[Talep 1] Cihad ve fitne konulu metinden "Cihad ve fitne" ile başlayıp "isyan etmek günahtır." ifadesine kadar uzanan kısmı, bu ifade de dahil olmak üzere hiçbir değişiklik yapmadan alıntılayın.
[Talep 2] Cihad ve fitne konulu metni, gösterilen son cümlesinin ardından sürdürün.

Yabancı bir yazar, (Hükümet, zulüm, haksızlık yaparsa, müslümanlar isyan etmelidir) diyor. Bu söz doğru mudur?
Cihad ve fitne
CEVAP
Bu söz, İslam âlimlerinin bildirdiklerine uymamaktadır. Müslümanlar isyan
etmez. Fitne ve fesat çıkarmaz. Zalim olan hükümete de isyan etmek günahtır.
Kanunlara, emirlere karşı gelmek, cihad olmaz. Fitne çıkarmak olur. Fitnecilere
aldananlar, Hac suresinin 39. âyetine yanlış mana verdikleri için, bu felakete
düşmüşlerdir. Bu âyette mealen, (Müminlere saldıran zalimlerle cihad
etmeye izin verildi) buyuruldu. Mekke’de kâfirler, müslümanlara
zulmedip, yaralayınca, öldürünce, bunlarla dövüşmek için, tekrar tekrar izin
istediler. İzin verilmedi. Medine’ye hicret edilince, bu âyet gelerek, yeni
kurulan İslam devletinin, Mekke’deki zalimlerle cihad yapmasına izin verildi.
Bu âyet-i kerime, müslümanların, zalim hükümete isyan etmeleri için değil,
insanların İslam dinini işitmelerine, müslüman olmalarına mani olan zalim
diktatör ordular ile cihad yapması için, İslam devletine izin vermektedir.
(Siyer-i kebir)deki hadis-i şeriflerde, (Emire isyan eden kimseye
Cennet haramdır) ve (Adil ve zalim, her emirin emri altında
cihad ediniz) buyuruldu.

[Ham veri]
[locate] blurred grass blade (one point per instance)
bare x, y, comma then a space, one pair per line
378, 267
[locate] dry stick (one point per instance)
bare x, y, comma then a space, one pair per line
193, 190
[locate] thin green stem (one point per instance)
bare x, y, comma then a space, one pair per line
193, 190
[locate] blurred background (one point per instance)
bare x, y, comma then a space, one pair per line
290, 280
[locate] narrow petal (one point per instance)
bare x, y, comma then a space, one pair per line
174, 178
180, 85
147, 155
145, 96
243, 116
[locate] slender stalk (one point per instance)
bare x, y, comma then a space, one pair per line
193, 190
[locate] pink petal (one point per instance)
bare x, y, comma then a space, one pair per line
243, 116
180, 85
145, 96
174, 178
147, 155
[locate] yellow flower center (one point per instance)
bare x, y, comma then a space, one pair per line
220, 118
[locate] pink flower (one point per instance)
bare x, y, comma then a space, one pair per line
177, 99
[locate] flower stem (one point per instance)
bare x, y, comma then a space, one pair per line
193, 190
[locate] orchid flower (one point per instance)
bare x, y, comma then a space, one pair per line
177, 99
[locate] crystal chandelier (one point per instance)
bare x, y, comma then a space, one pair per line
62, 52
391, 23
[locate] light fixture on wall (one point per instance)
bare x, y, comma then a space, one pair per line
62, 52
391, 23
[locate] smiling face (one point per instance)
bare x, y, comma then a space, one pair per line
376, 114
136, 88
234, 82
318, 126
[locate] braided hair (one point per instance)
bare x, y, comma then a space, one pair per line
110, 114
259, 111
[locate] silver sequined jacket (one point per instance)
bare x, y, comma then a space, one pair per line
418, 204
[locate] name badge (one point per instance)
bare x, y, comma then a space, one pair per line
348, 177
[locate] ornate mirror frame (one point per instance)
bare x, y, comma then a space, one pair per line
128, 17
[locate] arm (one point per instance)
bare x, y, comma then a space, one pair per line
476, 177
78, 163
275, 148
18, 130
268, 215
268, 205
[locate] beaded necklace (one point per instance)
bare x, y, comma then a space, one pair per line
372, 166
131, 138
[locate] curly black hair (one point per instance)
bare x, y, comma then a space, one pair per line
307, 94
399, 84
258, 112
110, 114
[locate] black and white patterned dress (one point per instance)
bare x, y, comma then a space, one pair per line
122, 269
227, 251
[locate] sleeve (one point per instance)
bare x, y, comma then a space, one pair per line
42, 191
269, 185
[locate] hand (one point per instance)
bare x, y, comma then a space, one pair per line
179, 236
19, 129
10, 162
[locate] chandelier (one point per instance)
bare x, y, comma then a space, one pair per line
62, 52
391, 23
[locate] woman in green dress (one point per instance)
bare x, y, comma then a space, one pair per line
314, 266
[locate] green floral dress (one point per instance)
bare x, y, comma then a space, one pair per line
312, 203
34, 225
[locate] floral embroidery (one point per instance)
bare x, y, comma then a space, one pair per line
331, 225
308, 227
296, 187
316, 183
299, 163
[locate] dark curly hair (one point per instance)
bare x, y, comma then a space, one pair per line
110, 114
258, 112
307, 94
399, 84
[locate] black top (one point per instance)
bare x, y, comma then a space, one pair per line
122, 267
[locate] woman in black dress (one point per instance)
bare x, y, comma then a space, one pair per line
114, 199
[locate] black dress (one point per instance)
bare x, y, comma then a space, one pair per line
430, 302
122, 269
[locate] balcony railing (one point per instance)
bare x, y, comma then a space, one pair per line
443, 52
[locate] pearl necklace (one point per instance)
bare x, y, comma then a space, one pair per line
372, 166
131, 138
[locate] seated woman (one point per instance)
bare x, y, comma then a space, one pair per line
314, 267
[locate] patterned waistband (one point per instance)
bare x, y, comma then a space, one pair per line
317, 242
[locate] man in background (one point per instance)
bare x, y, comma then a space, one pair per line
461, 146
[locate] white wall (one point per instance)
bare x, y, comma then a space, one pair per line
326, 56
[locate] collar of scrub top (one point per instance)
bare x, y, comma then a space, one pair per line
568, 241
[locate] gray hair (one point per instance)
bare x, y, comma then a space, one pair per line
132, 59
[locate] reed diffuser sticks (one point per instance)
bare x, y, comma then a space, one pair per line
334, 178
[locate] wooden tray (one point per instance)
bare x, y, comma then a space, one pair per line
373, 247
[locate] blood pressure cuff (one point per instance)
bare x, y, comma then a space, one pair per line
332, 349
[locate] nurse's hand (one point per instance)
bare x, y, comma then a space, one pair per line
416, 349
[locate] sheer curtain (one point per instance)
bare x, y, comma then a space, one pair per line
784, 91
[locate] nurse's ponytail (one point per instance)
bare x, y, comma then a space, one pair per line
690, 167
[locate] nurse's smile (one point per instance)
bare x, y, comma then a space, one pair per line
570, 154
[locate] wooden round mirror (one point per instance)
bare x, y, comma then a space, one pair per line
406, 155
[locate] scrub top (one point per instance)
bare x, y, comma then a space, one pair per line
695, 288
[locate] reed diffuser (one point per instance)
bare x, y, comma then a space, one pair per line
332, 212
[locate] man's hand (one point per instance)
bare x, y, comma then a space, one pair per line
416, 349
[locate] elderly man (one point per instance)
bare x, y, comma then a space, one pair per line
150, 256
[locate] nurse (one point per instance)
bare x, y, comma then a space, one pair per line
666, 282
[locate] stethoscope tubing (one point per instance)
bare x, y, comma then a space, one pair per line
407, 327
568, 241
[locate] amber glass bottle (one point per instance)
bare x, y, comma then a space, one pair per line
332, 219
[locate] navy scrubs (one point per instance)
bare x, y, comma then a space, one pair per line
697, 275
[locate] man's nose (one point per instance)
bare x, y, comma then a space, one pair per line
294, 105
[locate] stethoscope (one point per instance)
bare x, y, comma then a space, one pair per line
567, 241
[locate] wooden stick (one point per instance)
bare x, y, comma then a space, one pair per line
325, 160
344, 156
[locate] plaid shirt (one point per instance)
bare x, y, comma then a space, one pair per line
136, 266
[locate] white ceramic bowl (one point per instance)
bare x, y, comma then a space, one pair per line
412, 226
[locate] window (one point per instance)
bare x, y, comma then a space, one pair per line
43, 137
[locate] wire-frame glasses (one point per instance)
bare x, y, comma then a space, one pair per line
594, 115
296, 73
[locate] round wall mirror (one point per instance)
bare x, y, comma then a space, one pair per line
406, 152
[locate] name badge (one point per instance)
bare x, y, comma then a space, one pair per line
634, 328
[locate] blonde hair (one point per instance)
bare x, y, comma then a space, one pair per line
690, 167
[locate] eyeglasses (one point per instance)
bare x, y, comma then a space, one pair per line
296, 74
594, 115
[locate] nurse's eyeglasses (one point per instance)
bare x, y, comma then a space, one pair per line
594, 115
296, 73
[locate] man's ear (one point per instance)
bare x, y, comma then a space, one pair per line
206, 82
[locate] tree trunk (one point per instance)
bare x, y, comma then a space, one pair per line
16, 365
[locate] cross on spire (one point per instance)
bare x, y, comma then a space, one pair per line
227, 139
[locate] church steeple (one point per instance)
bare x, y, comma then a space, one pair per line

[Yazılı yanıt 1]
Cihad ve fitne
CEVAP
Bu söz, İslam âlimlerinin bildirdiklerine uymamaktadır. Müslümanlar isyan
etmez. Fitne ve fesat çıkarmaz. Zalim olan hükümete de isyan etmek günahtır.

[Yazılı yanıt 2]
Cihadı devlet yapar
Ehl-i sünnet âlimlerinin kitaplarında yazılı olan cihad, başka ülkelerdeki
düşman olan kâfirlerle, devlet olarak savaşmak demektir. Korsan gösteriler
yapmak, cihad cihad diye bağırmak cihad olmaz, çapulculuk olur. Dinimize zarar
verir. Bir hadis-i şerifte buyuruldu ki:
(Bozuk bir işi düzeltemediğiniz zaman, sabrediniz! Allahü teâlâ onu
düzeltir.) [Beyheki]
Bu hadis-i şerif, kanunlara karşı gelmeyi, ihtilal yapmayı değil, meşru
yollardan nasihat verip sabretmeyi emretmektedir. Bir hadis-i şerifte de
buyuruldu ki:
(Cihadın en kıymetlisi, zalim sultan yanında, doğru yolu gösteren bir söz
söylemektir.) [Tirmizi]
Âlimlerin, gücü yettiği kadar hükümet memurlarına, emr-i maruf yapması gerekir.
Fakat emr-i maruf yaparken, fitne çıkmamasına çok dikkat etmelidir!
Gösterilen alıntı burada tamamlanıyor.